Return every line of the material that contains the string "distant". Case counts.

======== Extracted material ========

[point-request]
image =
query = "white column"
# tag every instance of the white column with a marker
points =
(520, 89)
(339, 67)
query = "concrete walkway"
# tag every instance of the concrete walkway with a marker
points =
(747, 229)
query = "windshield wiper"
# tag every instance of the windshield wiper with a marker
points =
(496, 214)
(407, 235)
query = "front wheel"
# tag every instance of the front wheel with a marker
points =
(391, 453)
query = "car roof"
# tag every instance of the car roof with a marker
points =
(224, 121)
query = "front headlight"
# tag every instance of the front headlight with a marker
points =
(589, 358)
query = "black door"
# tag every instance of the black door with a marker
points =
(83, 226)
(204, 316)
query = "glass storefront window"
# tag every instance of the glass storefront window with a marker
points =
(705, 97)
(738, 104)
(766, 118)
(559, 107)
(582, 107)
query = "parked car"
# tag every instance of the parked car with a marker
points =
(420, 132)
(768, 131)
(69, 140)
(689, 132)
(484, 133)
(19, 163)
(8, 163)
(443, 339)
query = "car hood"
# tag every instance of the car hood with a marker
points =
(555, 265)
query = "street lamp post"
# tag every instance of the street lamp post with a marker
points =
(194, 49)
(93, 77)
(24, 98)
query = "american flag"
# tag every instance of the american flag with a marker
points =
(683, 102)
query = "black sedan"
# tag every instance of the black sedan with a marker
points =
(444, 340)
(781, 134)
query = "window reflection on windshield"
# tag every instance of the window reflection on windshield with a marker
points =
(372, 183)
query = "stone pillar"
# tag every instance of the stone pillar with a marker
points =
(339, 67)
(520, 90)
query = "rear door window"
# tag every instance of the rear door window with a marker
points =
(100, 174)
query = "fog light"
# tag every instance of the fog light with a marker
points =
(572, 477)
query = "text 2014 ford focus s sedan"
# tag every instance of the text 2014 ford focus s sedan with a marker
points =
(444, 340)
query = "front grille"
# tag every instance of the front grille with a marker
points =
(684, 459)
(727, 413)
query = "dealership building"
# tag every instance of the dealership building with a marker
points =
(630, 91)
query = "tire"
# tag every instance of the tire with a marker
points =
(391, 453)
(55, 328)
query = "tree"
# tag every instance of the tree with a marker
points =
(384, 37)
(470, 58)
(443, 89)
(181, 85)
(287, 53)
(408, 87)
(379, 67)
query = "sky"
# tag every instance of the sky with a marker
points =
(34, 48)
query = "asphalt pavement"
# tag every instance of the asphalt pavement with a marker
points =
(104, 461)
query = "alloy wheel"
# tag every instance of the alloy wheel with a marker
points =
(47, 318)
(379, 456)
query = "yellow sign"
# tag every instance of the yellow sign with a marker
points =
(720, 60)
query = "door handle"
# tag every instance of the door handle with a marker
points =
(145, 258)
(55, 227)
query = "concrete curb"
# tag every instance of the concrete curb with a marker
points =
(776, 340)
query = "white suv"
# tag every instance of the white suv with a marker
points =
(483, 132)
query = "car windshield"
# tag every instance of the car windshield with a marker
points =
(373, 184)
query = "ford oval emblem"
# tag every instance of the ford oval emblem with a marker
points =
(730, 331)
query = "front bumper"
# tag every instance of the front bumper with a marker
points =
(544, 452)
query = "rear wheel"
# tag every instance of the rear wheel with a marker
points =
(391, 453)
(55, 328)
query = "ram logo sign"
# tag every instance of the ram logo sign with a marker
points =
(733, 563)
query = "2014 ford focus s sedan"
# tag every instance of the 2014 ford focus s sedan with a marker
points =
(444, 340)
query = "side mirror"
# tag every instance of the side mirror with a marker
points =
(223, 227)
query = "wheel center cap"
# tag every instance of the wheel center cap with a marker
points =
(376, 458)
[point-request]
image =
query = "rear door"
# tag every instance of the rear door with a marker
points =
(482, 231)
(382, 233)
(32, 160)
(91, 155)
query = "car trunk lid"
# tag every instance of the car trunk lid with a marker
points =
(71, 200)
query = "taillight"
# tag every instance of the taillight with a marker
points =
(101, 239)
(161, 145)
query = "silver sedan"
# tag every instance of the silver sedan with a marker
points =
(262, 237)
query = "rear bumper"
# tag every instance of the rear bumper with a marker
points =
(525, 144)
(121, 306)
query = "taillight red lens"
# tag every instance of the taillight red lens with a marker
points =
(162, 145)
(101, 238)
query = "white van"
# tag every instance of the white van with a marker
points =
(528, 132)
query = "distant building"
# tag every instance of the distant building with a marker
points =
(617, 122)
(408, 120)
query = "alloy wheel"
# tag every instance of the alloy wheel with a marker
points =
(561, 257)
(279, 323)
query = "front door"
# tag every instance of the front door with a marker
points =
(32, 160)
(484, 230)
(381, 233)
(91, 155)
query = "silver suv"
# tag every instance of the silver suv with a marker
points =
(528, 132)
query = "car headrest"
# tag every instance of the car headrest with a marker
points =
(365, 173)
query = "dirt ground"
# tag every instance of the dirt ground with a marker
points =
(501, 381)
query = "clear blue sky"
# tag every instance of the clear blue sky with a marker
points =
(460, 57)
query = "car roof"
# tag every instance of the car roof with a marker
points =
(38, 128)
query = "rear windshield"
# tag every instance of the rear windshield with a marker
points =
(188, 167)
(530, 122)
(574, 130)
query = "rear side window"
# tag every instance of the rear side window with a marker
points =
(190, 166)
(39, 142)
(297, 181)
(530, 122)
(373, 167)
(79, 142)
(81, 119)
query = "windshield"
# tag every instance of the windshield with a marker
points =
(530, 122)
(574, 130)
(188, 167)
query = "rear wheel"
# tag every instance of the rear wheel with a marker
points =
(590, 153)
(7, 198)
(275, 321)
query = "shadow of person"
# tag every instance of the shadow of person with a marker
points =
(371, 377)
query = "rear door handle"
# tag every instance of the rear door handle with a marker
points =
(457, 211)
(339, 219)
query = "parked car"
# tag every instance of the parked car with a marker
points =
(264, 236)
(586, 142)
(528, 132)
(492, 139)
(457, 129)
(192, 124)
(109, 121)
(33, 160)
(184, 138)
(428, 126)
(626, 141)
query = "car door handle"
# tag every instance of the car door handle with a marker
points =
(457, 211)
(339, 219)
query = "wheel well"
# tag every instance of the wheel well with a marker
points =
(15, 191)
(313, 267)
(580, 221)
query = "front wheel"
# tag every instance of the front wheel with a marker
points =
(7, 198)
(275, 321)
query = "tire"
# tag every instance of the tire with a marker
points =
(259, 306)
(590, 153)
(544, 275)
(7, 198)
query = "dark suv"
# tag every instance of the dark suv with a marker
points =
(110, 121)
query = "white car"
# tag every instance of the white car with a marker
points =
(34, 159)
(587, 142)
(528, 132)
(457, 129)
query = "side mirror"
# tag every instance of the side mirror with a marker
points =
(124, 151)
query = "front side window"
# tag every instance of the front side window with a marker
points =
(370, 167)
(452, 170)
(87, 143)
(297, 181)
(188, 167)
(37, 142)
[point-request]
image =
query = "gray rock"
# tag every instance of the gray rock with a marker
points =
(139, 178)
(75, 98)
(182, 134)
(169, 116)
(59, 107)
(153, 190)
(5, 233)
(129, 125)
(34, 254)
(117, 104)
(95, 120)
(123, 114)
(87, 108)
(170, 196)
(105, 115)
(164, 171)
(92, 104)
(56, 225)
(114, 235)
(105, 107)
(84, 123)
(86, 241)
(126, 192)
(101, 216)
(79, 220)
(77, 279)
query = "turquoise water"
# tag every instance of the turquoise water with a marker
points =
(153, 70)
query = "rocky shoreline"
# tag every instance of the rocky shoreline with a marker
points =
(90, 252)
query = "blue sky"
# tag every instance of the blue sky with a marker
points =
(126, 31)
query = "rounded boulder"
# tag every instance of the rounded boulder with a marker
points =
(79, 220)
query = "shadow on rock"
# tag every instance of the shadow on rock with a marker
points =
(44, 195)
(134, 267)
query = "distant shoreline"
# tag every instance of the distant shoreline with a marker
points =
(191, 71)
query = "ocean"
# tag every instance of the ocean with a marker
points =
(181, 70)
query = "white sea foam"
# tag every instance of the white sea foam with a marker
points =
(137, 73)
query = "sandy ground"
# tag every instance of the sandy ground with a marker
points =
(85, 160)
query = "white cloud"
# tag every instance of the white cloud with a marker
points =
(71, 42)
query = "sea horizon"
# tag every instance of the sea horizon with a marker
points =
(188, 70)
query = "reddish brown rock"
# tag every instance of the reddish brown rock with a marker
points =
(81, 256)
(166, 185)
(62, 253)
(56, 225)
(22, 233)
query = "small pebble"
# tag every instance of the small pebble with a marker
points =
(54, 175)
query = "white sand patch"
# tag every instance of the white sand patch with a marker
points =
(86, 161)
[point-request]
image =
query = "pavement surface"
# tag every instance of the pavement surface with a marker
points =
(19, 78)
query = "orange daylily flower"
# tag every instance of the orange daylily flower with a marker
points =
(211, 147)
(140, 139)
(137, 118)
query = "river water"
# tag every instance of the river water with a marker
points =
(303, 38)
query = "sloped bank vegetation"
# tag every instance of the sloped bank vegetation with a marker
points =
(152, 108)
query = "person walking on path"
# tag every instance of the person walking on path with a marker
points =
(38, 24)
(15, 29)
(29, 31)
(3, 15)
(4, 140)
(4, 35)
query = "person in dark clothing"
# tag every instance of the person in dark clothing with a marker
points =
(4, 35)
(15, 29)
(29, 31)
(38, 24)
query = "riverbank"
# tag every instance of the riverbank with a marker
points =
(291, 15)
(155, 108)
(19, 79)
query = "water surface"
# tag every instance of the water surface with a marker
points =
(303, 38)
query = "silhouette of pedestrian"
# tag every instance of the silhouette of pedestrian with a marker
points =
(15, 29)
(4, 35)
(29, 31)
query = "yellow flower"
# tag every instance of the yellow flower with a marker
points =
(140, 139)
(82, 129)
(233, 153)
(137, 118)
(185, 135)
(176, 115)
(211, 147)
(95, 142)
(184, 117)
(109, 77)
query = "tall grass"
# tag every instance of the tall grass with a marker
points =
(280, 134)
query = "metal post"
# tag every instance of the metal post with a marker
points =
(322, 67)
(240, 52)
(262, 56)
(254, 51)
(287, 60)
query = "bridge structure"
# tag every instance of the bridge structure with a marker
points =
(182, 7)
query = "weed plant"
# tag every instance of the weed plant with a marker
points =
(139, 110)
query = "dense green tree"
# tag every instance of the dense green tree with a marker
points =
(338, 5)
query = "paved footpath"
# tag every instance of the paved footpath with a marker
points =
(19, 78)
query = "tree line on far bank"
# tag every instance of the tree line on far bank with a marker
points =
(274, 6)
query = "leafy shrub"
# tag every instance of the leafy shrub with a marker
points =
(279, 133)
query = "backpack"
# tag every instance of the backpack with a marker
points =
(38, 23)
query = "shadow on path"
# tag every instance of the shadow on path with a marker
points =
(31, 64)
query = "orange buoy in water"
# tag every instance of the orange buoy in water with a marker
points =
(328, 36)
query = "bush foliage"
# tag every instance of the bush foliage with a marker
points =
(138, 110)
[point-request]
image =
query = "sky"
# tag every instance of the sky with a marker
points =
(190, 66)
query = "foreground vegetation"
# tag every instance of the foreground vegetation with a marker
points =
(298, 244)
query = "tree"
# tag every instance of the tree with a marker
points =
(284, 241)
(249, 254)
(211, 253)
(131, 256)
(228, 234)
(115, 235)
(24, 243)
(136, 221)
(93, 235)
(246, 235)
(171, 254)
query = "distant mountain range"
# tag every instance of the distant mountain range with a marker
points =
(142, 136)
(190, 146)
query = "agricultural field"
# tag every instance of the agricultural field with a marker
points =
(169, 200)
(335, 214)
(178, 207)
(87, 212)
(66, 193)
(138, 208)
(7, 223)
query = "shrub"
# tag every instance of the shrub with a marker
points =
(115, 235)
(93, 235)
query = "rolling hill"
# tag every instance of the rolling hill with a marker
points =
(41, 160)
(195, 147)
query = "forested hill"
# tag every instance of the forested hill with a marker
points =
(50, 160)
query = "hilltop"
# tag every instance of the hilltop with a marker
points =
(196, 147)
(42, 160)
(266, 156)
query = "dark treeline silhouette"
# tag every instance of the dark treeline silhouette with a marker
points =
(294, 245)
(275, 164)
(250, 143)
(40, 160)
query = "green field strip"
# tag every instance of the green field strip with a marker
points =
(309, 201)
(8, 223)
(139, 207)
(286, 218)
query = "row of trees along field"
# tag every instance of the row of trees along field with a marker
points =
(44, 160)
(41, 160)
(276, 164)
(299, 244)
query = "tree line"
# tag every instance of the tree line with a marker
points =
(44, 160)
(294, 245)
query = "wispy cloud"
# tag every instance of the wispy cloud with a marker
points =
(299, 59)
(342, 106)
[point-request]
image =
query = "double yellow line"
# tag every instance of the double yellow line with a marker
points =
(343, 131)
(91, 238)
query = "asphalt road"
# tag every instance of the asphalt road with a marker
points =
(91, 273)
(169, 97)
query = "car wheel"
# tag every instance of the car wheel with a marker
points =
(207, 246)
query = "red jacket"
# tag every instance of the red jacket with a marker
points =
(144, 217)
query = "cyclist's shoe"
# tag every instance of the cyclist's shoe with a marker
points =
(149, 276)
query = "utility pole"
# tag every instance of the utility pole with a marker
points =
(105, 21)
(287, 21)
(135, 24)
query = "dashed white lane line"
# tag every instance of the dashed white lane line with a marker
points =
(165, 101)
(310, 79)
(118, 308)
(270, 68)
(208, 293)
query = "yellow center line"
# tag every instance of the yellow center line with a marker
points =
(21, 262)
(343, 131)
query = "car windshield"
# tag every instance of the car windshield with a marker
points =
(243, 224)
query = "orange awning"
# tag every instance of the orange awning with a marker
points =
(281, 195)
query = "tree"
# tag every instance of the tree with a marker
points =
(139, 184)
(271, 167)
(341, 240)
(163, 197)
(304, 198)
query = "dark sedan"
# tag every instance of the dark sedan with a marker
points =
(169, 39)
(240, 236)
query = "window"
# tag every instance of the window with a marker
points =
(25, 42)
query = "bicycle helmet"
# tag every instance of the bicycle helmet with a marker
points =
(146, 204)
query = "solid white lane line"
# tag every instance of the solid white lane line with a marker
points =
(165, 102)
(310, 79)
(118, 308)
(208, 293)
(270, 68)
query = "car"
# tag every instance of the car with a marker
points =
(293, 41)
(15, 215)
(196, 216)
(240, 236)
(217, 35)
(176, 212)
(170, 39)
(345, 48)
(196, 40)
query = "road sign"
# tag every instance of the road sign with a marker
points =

========

▸ **Result**
query = "distant building"
# tag every instance of the distant building with a marker
query = "distant shoreline"
# tag every instance of the distant shoreline with a marker
query = "distant mountain range"
# tag every instance of the distant mountain range with a marker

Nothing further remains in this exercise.